Consigne A:
Indiquez si chacune des affirmations suivantes concorde avec la présentation du roman Frères de sang, en répondant par oui ou par non et en citant textuellement les mots décisifs : (i) Stony De Coco a 18 ans ; (ii) le père de Stony est électricien ; (iii) Albert est le frère aîné de Stony.
Consigne B:
Reformulez sous forme de liste le paragraphe de la présentation du roman Frères de sang qui commence par « Le Bronx dans les années 1970 », en conservant ses faits principaux.
Consigne C:
Poursuivez la présentation du roman Frères de sang à partir de sa dernière phrase, dans le même ton.

26/01/2011
Frères de sang – Richard Price [1976]
Le Bronx dans les années 1970. A 18 ans, Stony De Coco est a peine sorti de l'adolescence et se sent comme piégé dans une vie toute tracée qu'il n'a pas choisi : devenir électricien, comme son père et son oncle, et leur propre père avant eux. Piégé par sa famille italienne, fière et intransigeante : Tommy, son père coureur de jupons, immature mais aimant ; Chubby, son oncle obèse qui cache sous sa jovialité de façade la douleur d'une perte immense ; sa mère Marie dont les rêves sont devenus tragédies et qui se déchaîne en une violence psychique ahurissante sur son petit frère ; et surtout donc son petit frère anorexique, Albert, qu'il adore, et qu'il s'est donné pour mission de protéger ; quitte a y abandonner ses propres rêves et désirs ? Car Stony sait qu'il veut autre chose, quelque chose de mieux, mais il se retrouve piégé par la loyauté qu'il doit à son milieu, à sa famille, cette famille unie mais dysfonctionnelle... La vie ne peut-elle donc lui offrir qu'une seule voie ?

Données affichées:
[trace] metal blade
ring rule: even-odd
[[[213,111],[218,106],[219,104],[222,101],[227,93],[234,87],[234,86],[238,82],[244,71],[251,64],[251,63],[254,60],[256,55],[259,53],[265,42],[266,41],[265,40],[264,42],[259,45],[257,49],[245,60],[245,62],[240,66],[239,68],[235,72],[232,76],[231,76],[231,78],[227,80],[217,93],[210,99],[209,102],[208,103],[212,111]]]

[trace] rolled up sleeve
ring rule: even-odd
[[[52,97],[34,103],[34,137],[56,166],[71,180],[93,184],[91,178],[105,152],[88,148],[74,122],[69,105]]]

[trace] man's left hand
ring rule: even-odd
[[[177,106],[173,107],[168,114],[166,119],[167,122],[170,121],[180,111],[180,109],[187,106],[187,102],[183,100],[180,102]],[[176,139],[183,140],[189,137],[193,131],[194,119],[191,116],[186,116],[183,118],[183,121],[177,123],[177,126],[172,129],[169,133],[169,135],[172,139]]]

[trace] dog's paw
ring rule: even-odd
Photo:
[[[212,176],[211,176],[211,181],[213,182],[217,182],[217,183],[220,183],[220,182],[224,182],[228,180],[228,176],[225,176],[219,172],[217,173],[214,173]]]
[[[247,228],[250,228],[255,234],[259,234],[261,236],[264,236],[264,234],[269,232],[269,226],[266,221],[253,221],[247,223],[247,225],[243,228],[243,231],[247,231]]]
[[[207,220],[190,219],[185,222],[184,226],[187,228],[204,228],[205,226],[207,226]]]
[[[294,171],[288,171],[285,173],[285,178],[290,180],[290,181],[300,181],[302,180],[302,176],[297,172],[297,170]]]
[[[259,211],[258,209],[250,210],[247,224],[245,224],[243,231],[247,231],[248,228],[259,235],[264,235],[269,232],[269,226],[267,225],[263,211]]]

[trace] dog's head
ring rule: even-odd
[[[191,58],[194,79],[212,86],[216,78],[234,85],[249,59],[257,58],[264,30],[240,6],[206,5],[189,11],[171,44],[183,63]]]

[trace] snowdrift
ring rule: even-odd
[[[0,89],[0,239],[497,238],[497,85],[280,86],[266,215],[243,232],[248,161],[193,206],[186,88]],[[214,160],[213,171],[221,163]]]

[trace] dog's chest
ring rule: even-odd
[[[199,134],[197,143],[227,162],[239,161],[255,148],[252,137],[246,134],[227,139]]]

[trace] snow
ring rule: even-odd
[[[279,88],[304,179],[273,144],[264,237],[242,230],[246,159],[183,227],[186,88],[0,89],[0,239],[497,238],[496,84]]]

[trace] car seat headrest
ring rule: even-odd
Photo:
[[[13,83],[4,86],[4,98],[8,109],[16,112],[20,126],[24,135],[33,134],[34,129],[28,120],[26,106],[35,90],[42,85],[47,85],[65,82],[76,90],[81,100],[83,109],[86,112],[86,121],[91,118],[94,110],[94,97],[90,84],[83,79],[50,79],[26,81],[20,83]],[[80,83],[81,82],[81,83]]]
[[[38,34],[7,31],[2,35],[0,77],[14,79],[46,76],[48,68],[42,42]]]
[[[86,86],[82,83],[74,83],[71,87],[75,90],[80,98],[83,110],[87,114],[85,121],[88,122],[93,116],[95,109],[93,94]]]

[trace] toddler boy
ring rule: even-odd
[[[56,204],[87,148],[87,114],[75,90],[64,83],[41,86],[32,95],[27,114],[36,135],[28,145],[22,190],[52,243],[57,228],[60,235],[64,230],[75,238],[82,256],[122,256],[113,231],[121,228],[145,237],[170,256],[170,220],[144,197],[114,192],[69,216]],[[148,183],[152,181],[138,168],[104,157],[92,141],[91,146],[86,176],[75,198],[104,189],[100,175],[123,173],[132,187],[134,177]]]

Résultat attendu A:
(i) Oui : « A 18 ans, Stony De Coco est a peine sorti de l'adolescence ».
(ii) Oui : « devenir électricien, comme son père et son oncle ».
(iii) Non : « son petit frère anorexique, Albert ».

Résultat attendu B:
- Cadre : le Bronx dans les années 1970.
- Stony De Coco, 18 ans, se sent piégé dans une vie qu'il n'a pas choisie : devenir électricien, comme son père, son oncle et son grand-père.
- Sa famille italienne est fière et intransigeante :
  - Tommy, son père, coureur de jupons, immature mais aimant ;
  - Chubby, son oncle obèse, cache sous sa jovialité la douleur d'une perte immense ;
  - Marie, sa mère, dont les rêves sont devenus tragédies, exerce une violence psychique sur son fils cadet ;
  - Albert, son petit frère anorexique, qu'il adore et s'est donné pour mission de protéger.
- Stony veut autre chose, quelque chose de mieux, mais la loyauté envers son milieu et sa famille, unie mais dysfonctionnelle, le retient.
- Question posée : la vie ne peut-elle lui offrir qu'une seule voie ?

Résultat attendu C:
Frères de sang est un roman d'apprentissage d'un grand pessimisme, un roman noir et violent, au langage cru et au réalisme brutal. C'est aussi un roman d'une incroyable justesse et d'une grande subtilité. Les personnages notamment sont tous remarquablement dépeints : ambivalents et complexes, ils évoluent du début à la fin du roman. Et les relations qui se jouent entre eux, liens d'amour, liens de haine, retenue des sentiments, violence des mots et des gestes, sont intrinsèquement entremêlés en une tension qui va crescendo.
Malgré la violence et la noirceur du roman, à aucun moment Richard Price n'y intègre de point de vue moral. Avec un grand sens du détail et une acuité du regard certaine, il observe, décrit, raconte, mais n'émet pas de jugement de valeur, ni sur ses personnages et leurs défaillances, ni sur les situations et leurs injustices, laissant le lecteur libre de son interprétation.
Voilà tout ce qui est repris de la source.